::: ページ本文 :::

ハリーの「聴いて食べて呑んで」

日々増殖を続ける音源や、訪問した店、訪れた近代建築などの備忘録

冨田酒造有限会社 @滋賀県長浜市

2019年04月18日 | 滋賀県(老舗)

滋賀県の湖東・彦根に続いて、湖北の木之本~湖西へ遠征。朝早くに家を出て21号ではなく303号を使ってスイスイと到着。以前に訪れた近代建築を再訪し、風情ある古い街並みをウロウロ。まだ開いている店は少ない時間帯だが、この日は車だったので酒も買って帰ろうと、街道沿いにある「冨田酒造」へ。格子があり杉玉がぶら下がっている江戸時代の建物を訪れた。こちらの代表銘酒は「七本槍」。最近の酒造は若返りが進んでいて、こちら「冨田酒造」も立派なHPを用意し、様々なグッズを販売している。店に入ると酒は綺麗にディスプレイされ、それらグッズも並んでいた。何か面白い酒はないかなと吟味していると”精米歩合80%”という酒があった。通常酒は精米歩合が低いほど米を磨いているという事なので、綺麗で呑み易い酒が出来ると言われている(例えば吟醸酒は60%以下)。削れば削るほど出来る量も減るので値段は高くなることが多い。なので競って精米歩合を声高に宣伝することも。自分は以前はそういう酒も沢山呑んだけれど、いわゆる”吟醸香”はそこそこで、しっかりとした吞み口の酒が好きなので、店ではいただくが自宅ではほとんどが通常の純米酒。最近は好んで本醸造酒も呑んでいる。本醸造酒でも70%以下なので80%ってほとんど味わったことがない。これだ、という訳で「七本槍・純米八十%精米火入れ」というのの4合瓶を購入してみた。

::: 渡された記録 :::

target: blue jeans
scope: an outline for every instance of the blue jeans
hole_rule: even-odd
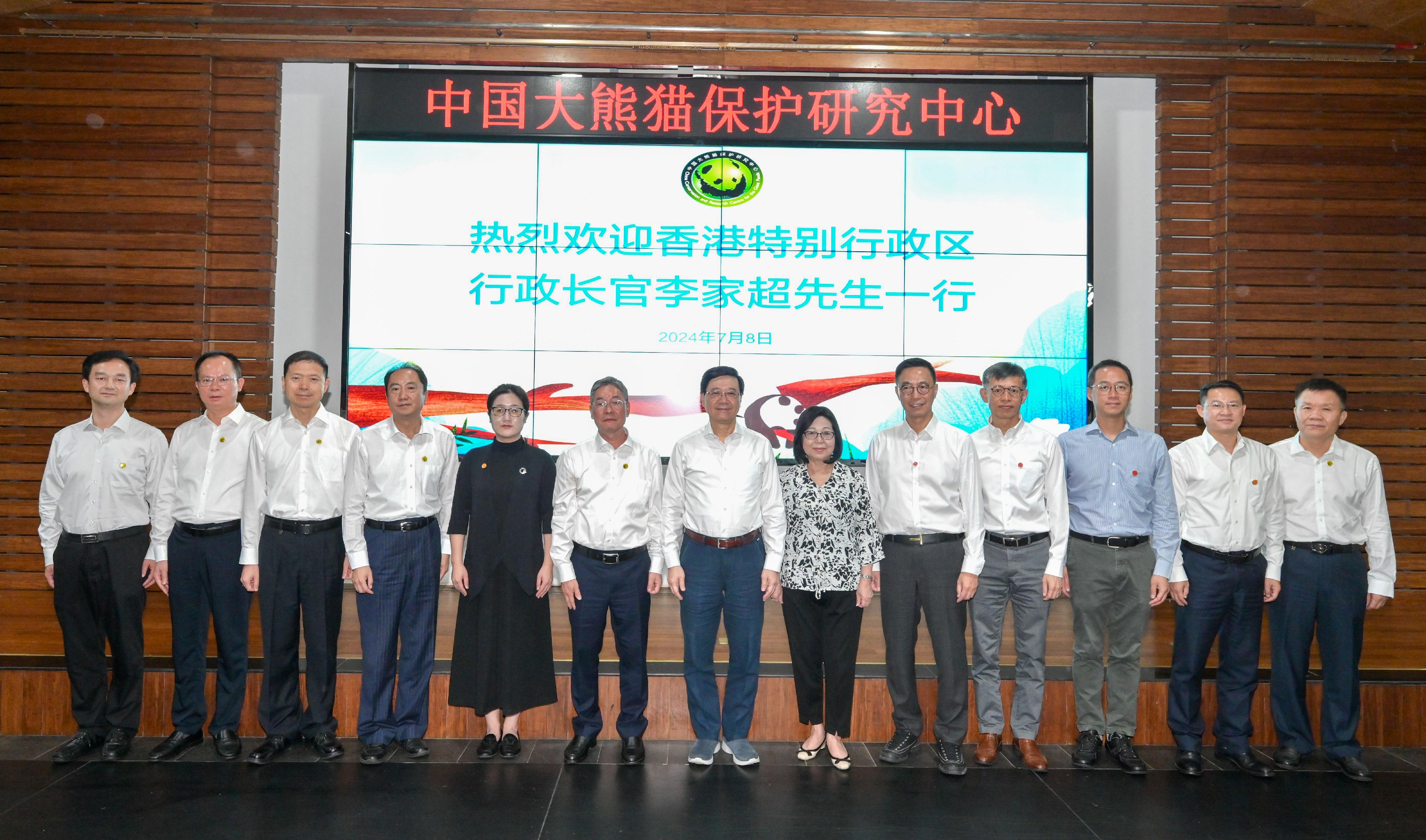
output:
[[[683,683],[689,717],[699,739],[747,737],[757,700],[757,666],[763,649],[763,541],[739,548],[713,548],[683,541],[679,560],[687,590],[679,610],[683,625]],[[727,683],[719,714],[713,645],[719,619],[727,630]]]

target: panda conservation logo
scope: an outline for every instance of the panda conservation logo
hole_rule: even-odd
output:
[[[709,207],[747,204],[761,188],[761,167],[736,151],[706,151],[683,167],[683,191]]]

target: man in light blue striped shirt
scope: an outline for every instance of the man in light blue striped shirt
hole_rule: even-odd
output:
[[[1104,359],[1089,369],[1095,421],[1060,435],[1070,493],[1065,593],[1074,609],[1077,767],[1104,746],[1127,773],[1148,766],[1134,750],[1139,646],[1149,610],[1168,596],[1178,550],[1178,508],[1164,438],[1129,425],[1128,367]],[[1108,667],[1105,667],[1108,645]],[[1108,683],[1108,714],[1101,693]]]

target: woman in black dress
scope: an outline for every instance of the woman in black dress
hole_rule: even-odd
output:
[[[486,396],[495,441],[461,461],[451,505],[451,582],[461,592],[451,655],[452,706],[485,716],[481,759],[520,752],[520,712],[555,693],[549,556],[555,459],[525,442],[529,396],[501,385]]]

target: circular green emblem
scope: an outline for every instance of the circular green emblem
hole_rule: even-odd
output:
[[[761,188],[761,167],[736,151],[706,151],[683,167],[683,191],[709,207],[747,204]]]

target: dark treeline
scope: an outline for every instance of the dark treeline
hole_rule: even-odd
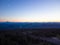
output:
[[[0,31],[0,45],[55,45],[29,35],[60,38],[60,29],[15,29]],[[23,32],[27,34],[23,34]]]

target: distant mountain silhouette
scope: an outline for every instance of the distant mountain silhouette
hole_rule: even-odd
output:
[[[23,23],[23,22],[0,22],[0,30],[17,28],[60,28],[60,23]]]

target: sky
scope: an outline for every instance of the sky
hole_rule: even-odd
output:
[[[60,22],[60,0],[0,0],[0,22]]]

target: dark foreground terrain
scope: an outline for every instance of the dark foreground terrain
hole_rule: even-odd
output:
[[[60,29],[1,30],[0,45],[60,45]]]

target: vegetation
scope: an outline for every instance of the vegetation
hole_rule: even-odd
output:
[[[26,32],[24,34],[23,32]],[[46,31],[34,29],[16,29],[9,31],[0,31],[0,45],[55,45],[47,42],[46,40],[36,39],[29,35],[41,36],[41,37],[59,37],[59,31]]]

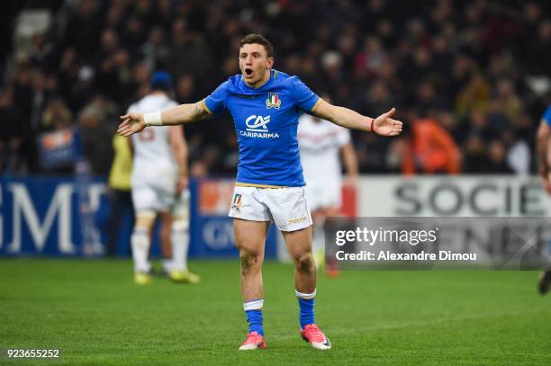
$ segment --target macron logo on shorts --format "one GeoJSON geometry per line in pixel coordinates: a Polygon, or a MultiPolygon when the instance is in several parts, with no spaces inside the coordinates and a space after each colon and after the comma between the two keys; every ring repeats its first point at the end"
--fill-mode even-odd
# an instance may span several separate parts
{"type": "Polygon", "coordinates": [[[277,132],[270,132],[267,124],[270,122],[270,115],[267,116],[257,116],[253,114],[248,116],[245,121],[247,125],[247,130],[240,130],[239,135],[246,138],[279,138],[277,132]]]}
{"type": "Polygon", "coordinates": [[[298,224],[299,222],[303,222],[306,221],[307,217],[306,216],[303,216],[302,218],[298,218],[298,219],[289,219],[289,224],[298,224]]]}

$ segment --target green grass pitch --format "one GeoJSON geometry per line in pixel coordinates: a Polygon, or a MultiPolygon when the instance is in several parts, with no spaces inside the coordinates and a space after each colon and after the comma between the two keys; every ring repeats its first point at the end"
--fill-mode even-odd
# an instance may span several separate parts
{"type": "MultiPolygon", "coordinates": [[[[0,260],[0,348],[62,350],[5,364],[550,364],[551,296],[535,272],[345,272],[321,275],[316,320],[298,333],[293,267],[265,264],[266,351],[247,330],[239,263],[193,262],[197,286],[132,282],[130,261],[0,260]]],[[[4,351],[5,352],[5,351],[4,351]]]]}

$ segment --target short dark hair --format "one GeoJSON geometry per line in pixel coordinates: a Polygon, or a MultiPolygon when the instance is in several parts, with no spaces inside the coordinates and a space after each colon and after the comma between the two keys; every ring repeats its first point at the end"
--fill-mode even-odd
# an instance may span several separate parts
{"type": "Polygon", "coordinates": [[[259,34],[259,33],[250,33],[243,37],[241,40],[239,41],[239,49],[243,47],[243,45],[245,44],[252,44],[252,43],[261,44],[266,49],[267,57],[268,58],[274,57],[274,46],[272,46],[272,43],[270,43],[270,41],[267,40],[266,37],[264,37],[262,34],[259,34]]]}

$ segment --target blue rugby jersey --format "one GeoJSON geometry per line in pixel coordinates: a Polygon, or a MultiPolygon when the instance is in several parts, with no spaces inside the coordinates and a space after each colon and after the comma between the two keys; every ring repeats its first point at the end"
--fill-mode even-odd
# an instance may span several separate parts
{"type": "Polygon", "coordinates": [[[241,75],[231,76],[203,99],[212,114],[227,109],[239,147],[237,183],[304,185],[299,156],[299,116],[313,111],[320,97],[297,76],[270,70],[270,78],[252,88],[241,75]]]}
{"type": "Polygon", "coordinates": [[[551,127],[551,105],[547,107],[541,118],[551,127]]]}

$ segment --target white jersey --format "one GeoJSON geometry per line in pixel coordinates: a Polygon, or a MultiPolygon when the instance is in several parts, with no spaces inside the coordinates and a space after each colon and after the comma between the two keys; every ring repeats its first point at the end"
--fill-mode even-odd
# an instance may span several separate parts
{"type": "Polygon", "coordinates": [[[350,142],[350,131],[329,121],[303,114],[298,139],[306,184],[315,180],[340,182],[339,151],[350,142]]]}
{"type": "Polygon", "coordinates": [[[341,204],[340,148],[350,142],[350,131],[325,120],[303,114],[298,140],[311,209],[341,204]]]}
{"type": "MultiPolygon", "coordinates": [[[[150,94],[131,105],[128,112],[149,113],[176,106],[165,94],[150,94]]],[[[147,128],[132,135],[134,147],[132,181],[158,179],[177,169],[168,141],[168,126],[147,128]]]]}
{"type": "MultiPolygon", "coordinates": [[[[176,105],[165,94],[149,94],[131,105],[128,112],[149,113],[176,105]]],[[[168,139],[169,129],[149,127],[131,136],[132,201],[137,210],[166,210],[174,204],[178,166],[168,139]]]]}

:::

> _やること_:
a) ページ本文の内容と、次の(i)〜(iii)がそれぞれ合っているかどうかを「はい」か「いいえ」で答え、決め手になる本文の言葉をそのまま引用してください。(i) 冨田酒造の代表銘酒は「七本槍」である。(ii) 筆者は自宅ではほとんど吟醸酒を呑んでいる。(iii) 筆者が買ったのは一升瓶だった。
b) ページ本文のうち「日々増殖を続ける音源や、訪問した店、訪れた近代建築などの備忘録」から始まり「うのの4合瓶を購入してみた。」で終わる部分を、「冨田酒造」の名前を「湖北酒造」に変えて書き直してください。
c) ページ本文によると、筆者は家を出てから何号を使って到着しましたか。
この記録は今回の作業では使いません。

> _答え_:
a)
(i) はい:「こちらの代表銘酒は「七本槍」。」
(ii) いいえ:「店ではいただくが自宅ではほとんどが通常の純米酒」
(iii) いいえ:「4合瓶を購入してみた」

b)
日々増殖を続ける音源や、訪問した店、訪れた近代建築などの備忘録

湖北酒造有限会社 @滋賀県長浜市

2019年04月18日 | 滋賀県(老舗)

滋賀県の湖東・彦根に続いて、湖北の木之本~湖西へ遠征。朝早くに家を出て21号ではなく303号を使ってスイスイと到着。以前に訪れた近代建築を再訪し、風情ある古い街並みをウロウロ。まだ開いている店は少ない時間帯だが、この日は車だったので酒も買って帰ろうと、街道沿いにある「湖北酒造」へ。格子があり杉玉がぶら下がっている江戸時代の建物を訪れた。こちらの代表銘酒は「七本槍」。最近の酒造は若返りが進んでいて、こちら「湖北酒造」も立派なHPを用意し、様々なグッズを販売している。店に入ると酒は綺麗にディスプレイされ、それらグッズも並んでいた。何か面白い酒はないかなと吟味していると”精米歩合80%”という酒があった。通常酒は精米歩合が低いほど米を磨いているという事なので、綺麗で呑み易い酒が出来ると言われている(例えば吟醸酒は60%以下)。削れば削るほど出来る量も減るので値段は高くなることが多い。なので競って精米歩合を声高に宣伝することも。自分は以前はそういう酒も沢山呑んだけれど、いわゆる”吟醸香”はそこそこで、しっかりとした吞み口の酒が好きなので、店ではいただくが自宅ではほとんどが通常の純米酒。最近は好んで本醸造酒も呑んでいる。本醸造酒でも70%以下なので80%ってほとんど味わったことがない。これだ、という訳で「七本槍・純米八十%精米火入れ」というのの4合瓶を購入してみた。

c) 21号ではなく、303号を使って到着しました。